Minors in Detention v. Honduras
Inter-American Commission on Human Rights
March 10, 1999
Other International Provisions:
American Convention on Human Rights, Articles 1 (obligation to respect rights), 5 (personal integrity), 7 (personal freedom), 8 (due process), 19 (rights of the child), 25 (judicial protection), 29, 46 and 50);
International Covenant on Civil and Political Rights, Articles 7 (prohibition of torture), 10 (deprivation of liberty);
United Nations Standard Minimum Rules for the Administration of Juvenile Justice, Rule 13 (pre-trial detention)
Amparo Law (Articles 32 and 33)
Child and Adolescent Code (Article 141)
Honduran Constitution (Articles 84, 119, 120, 122 and 182)
Juvenile Jurisdiction Law (Article 21)
Two non-profit organizations – the Center for Justice and International law (CEJIL) and the Asociación Casa Alianza – filed a complaint against Honduras on behalf of children who had been unlawfully arrested for non-criminal acts such as vagrancy and imprisoned alongside adults as authorised by the Honduran Supreme Court. Many of the children had been sentenced by criminal courts or magistrates rather than juvenile courts, and faced physical and sexual abuse while incarcerated.
##############################
**Instruction 1:** Translate this sentence from the case summary into Spanish: "Many of the children had been sentenced by criminal courts or magistrates rather than juvenile courts, and faced physical and sexual abuse while incarcerated."
**Instruction 2:** Rescale the records, starting at the line that contains "point per instance: green" and ending at the last line of the records. Reproduce every line, requests included, and multiply each pixel coordinate in the answers by 0.55, rounding to whole numbers with halves rounded up.
The records have nothing to do with the text.

(Rows from a dataset)
##############################
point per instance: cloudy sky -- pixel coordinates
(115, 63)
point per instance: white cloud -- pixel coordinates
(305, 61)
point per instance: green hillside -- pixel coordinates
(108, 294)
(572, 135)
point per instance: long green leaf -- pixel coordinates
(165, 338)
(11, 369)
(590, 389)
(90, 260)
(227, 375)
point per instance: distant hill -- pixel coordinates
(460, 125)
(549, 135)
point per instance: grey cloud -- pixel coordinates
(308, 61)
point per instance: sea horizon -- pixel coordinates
##############################
**Full response 1:** Muchos de los niños habían sido condenados por tribunales penales o magistrados en lugar de tribunales de menores, y sufrieron abusos físicos y sexuales mientras estaban encarcelados.

**Full response 2:**
point per instance: green hillside -- pixel coordinates
(59, 162)
(315, 74)
point per instance: long green leaf -- pixel coordinates
(91, 186)
(6, 203)
(325, 214)
(50, 143)
(125, 206)
point per instance: distant hill -- pixel coordinates
(253, 69)
(302, 74)
point per instance: grey cloud -- pixel coordinates
(169, 34)
point per instance: sea horizon -- pixel coordinates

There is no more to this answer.